STATED PROBLEM 1 →
Translate this sentence from the SciDB post into Spanish: "From our point of view, having single architecture goggles is very limiting."

SUPPLIED PASSAGE →
Up front, I want to say that your particular set of observations / complaints about how SQL engines and map/reduce frameworks function--both at a data model, and a detailed design choice level--are exactly the set of complaints that motivated the development of SciDB. Within SciDB, we support linear algebra operators at the level of "GESVD ( Array, 'left|right|U')" or "multiply ( A, B, C )" which computes "A * B + C". But it's important to grok that these operators fall out of the fact that start with an array data model, and these are obvious ways of exploiting it.
Now, in contrast with some of the other approaches to supporting massively parallel linear algebra--which start with an execution framework like a relational tuple calculus or a map/reduce model--we went with the approach of asking the small but tremendously experienced community of people who did large scale linear algebra for a living (ScaLAPACK, for example) what to do, and copied them. In other words, our architectural approach tries to follow the best practices of that community, rather than trying to shoe-horn complex algorithms into the latest "kewl dewd!" architecture. Talk to those guys, and the entire conversation is about block-cyclic chunking, block partitioned algorithms, and so on. They don't talk about mappers and reducers, or about tuple streams, sorts and joins.
From our point of view, having single architecture goggles is very limiting. Pick a platform that most naturally fits the kinds of algorithms you're running and use that.

STATED PROBLEM 2 →
In the records, arrange the lines starting at the one containing "Challenge: find every instance of bride's fingers" and ending at the one containing "[207, 393, 296, 474]" as a Markdown table with the columns Row and Line, skipping any blank lines.

DATA ROWS →
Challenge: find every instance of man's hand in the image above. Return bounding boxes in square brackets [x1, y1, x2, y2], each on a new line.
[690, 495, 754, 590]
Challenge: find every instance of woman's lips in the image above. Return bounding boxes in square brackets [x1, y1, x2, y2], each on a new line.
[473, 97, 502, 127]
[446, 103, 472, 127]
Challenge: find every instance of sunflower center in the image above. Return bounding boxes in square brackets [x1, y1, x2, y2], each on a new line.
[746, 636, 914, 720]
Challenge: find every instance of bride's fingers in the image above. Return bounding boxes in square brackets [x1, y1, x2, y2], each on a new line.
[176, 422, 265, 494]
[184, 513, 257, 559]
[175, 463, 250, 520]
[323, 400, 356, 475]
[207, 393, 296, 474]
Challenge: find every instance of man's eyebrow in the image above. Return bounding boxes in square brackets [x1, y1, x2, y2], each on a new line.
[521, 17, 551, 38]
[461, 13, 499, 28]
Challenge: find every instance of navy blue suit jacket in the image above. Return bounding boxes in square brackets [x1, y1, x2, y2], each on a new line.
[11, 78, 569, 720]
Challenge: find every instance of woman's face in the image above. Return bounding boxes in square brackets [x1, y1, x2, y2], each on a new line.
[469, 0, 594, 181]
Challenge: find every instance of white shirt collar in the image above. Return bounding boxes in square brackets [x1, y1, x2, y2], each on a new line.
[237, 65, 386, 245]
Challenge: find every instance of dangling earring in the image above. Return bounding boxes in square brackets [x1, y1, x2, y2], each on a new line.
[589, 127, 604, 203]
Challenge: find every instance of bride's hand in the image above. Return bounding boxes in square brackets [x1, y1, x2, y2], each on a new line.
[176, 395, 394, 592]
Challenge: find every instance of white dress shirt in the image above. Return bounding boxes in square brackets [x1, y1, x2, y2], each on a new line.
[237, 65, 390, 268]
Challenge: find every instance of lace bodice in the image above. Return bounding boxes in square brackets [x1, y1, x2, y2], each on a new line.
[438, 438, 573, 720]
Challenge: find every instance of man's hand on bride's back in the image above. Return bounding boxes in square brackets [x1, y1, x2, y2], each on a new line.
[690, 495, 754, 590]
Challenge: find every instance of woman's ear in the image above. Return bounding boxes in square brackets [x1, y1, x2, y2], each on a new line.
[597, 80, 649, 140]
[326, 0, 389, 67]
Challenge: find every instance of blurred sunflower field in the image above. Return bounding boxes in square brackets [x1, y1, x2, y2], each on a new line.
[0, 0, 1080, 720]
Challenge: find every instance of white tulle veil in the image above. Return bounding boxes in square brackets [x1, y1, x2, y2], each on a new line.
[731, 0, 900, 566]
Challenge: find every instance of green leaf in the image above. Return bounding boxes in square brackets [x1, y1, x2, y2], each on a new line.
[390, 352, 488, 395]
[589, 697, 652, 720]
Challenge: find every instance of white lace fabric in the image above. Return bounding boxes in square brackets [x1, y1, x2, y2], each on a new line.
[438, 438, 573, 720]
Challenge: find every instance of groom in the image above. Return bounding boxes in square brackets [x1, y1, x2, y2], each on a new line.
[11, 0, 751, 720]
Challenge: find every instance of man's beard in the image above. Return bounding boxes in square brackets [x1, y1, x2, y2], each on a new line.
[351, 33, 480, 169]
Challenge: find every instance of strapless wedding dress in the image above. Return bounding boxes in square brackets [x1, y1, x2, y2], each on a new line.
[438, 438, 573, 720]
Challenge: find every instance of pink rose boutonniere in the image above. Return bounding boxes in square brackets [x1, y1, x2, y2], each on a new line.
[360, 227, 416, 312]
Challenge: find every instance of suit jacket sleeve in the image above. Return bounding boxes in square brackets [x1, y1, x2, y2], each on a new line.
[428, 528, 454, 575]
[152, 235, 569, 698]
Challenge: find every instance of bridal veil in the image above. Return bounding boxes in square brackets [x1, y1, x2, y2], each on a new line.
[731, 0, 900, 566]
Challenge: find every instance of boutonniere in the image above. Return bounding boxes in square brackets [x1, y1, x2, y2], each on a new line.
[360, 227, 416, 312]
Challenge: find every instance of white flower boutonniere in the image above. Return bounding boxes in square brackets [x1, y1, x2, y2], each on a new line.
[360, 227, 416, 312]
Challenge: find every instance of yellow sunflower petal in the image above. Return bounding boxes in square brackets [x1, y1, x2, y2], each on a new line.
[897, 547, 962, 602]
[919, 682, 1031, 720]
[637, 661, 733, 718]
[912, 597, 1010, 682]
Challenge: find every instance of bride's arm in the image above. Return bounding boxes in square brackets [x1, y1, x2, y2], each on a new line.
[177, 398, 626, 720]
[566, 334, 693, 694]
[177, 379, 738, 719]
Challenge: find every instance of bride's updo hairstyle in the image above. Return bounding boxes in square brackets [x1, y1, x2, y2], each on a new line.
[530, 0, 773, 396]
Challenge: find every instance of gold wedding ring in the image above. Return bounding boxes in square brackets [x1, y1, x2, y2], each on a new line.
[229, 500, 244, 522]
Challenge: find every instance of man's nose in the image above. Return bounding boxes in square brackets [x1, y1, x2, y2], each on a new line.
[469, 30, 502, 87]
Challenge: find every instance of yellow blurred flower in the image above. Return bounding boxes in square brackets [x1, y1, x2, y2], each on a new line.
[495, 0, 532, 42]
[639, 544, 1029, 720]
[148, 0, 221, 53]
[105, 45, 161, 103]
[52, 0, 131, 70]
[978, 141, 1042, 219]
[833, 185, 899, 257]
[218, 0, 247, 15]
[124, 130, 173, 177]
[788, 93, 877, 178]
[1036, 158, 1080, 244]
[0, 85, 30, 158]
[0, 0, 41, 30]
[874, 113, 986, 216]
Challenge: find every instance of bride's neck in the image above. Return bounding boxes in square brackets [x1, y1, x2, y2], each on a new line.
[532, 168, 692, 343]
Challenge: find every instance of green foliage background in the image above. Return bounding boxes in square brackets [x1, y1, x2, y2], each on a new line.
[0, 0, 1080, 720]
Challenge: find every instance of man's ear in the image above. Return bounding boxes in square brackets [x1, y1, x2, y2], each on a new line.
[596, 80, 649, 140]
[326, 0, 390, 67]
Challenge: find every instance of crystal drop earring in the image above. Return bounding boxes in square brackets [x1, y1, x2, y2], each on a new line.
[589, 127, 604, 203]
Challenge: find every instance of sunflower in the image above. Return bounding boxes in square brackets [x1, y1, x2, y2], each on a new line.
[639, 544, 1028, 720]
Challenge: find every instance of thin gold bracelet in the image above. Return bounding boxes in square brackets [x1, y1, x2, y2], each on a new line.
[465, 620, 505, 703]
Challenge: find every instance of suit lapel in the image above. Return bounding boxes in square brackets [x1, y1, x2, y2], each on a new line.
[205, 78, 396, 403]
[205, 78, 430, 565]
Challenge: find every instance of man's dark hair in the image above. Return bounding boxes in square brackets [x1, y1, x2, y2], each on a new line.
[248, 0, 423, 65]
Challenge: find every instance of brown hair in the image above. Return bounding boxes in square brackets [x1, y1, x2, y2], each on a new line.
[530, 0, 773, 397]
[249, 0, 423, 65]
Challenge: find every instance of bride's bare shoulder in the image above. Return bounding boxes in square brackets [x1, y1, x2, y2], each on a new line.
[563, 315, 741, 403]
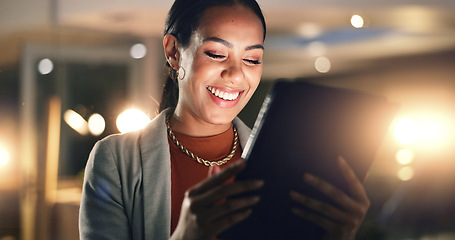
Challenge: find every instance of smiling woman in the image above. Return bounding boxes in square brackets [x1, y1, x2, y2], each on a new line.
[79, 0, 369, 240]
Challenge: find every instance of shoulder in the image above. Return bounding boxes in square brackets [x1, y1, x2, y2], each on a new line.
[89, 109, 166, 172]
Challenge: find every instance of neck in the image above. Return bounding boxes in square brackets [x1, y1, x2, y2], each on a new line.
[170, 112, 232, 137]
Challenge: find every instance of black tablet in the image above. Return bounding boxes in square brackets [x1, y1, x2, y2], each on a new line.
[219, 81, 398, 239]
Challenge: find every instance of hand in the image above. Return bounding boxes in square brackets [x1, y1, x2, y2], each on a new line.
[290, 157, 370, 239]
[171, 161, 263, 240]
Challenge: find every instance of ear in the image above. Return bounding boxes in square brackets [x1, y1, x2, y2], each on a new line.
[163, 34, 180, 70]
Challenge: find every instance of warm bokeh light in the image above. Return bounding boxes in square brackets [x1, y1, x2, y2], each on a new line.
[63, 109, 89, 135]
[88, 113, 106, 136]
[117, 109, 151, 133]
[398, 166, 414, 181]
[297, 23, 322, 38]
[314, 56, 332, 73]
[395, 149, 414, 165]
[394, 113, 454, 150]
[394, 118, 417, 145]
[351, 15, 364, 28]
[419, 116, 450, 146]
[307, 41, 327, 57]
[0, 148, 9, 167]
[130, 43, 147, 59]
[38, 58, 54, 75]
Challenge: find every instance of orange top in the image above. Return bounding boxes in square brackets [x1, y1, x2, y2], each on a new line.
[168, 124, 242, 234]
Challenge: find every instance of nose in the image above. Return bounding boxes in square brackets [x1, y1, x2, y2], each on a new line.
[221, 60, 245, 84]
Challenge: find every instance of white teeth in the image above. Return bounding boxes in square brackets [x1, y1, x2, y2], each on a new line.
[207, 86, 240, 101]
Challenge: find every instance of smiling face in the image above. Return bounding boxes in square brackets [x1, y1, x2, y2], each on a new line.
[175, 5, 264, 132]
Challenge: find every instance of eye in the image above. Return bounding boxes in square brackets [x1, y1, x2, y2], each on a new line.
[205, 51, 226, 59]
[243, 59, 262, 65]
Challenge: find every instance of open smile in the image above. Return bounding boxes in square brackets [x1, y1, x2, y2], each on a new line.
[206, 86, 244, 101]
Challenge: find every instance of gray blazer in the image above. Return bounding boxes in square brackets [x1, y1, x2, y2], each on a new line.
[79, 110, 251, 240]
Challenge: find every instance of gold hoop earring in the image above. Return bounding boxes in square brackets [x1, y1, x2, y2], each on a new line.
[169, 67, 179, 81]
[176, 67, 186, 80]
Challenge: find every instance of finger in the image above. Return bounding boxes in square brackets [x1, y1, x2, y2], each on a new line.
[189, 160, 245, 196]
[304, 173, 358, 211]
[192, 180, 264, 208]
[207, 196, 260, 220]
[290, 191, 349, 222]
[338, 156, 369, 202]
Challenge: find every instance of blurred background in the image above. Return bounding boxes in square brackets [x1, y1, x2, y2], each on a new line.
[0, 0, 455, 240]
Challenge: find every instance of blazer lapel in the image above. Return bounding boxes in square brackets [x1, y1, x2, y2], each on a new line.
[140, 111, 171, 239]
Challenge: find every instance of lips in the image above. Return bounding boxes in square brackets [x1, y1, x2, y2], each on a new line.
[207, 86, 243, 101]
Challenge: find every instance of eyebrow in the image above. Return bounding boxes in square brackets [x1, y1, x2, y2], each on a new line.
[203, 37, 264, 51]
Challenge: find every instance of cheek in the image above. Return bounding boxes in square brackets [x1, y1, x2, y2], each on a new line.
[248, 66, 262, 91]
[192, 60, 219, 81]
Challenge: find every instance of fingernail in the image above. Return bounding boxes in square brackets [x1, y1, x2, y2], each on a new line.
[289, 191, 299, 199]
[338, 156, 346, 164]
[305, 173, 316, 182]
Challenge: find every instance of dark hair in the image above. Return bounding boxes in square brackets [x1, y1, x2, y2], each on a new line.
[159, 0, 266, 112]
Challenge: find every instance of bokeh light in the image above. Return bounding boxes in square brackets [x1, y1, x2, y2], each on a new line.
[395, 148, 414, 165]
[394, 118, 417, 145]
[398, 166, 414, 181]
[418, 116, 450, 146]
[0, 148, 10, 167]
[314, 56, 332, 73]
[38, 58, 54, 75]
[117, 109, 151, 133]
[63, 109, 89, 135]
[88, 113, 106, 136]
[297, 23, 322, 38]
[130, 43, 147, 59]
[351, 15, 364, 28]
[307, 41, 327, 57]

CORRECT OUTPUT 1 →
Desde nuestro punto de vista, llevar gafas de una sola arquitectura es muy limitante.

CORRECT OUTPUT 2 →
| Row | Line |
|---|---|
| 1 | Challenge: find every instance of bride's fingers in the image above. Return bounding boxes in square brackets [x1, y1, x2, y2], each on a new line. |
| 2 | [176, 422, 265, 494] |
| 3 | [184, 513, 257, 559] |
| 4 | [175, 463, 250, 520] |
| 5 | [323, 400, 356, 475] |
| 6 | [207, 393, 296, 474] |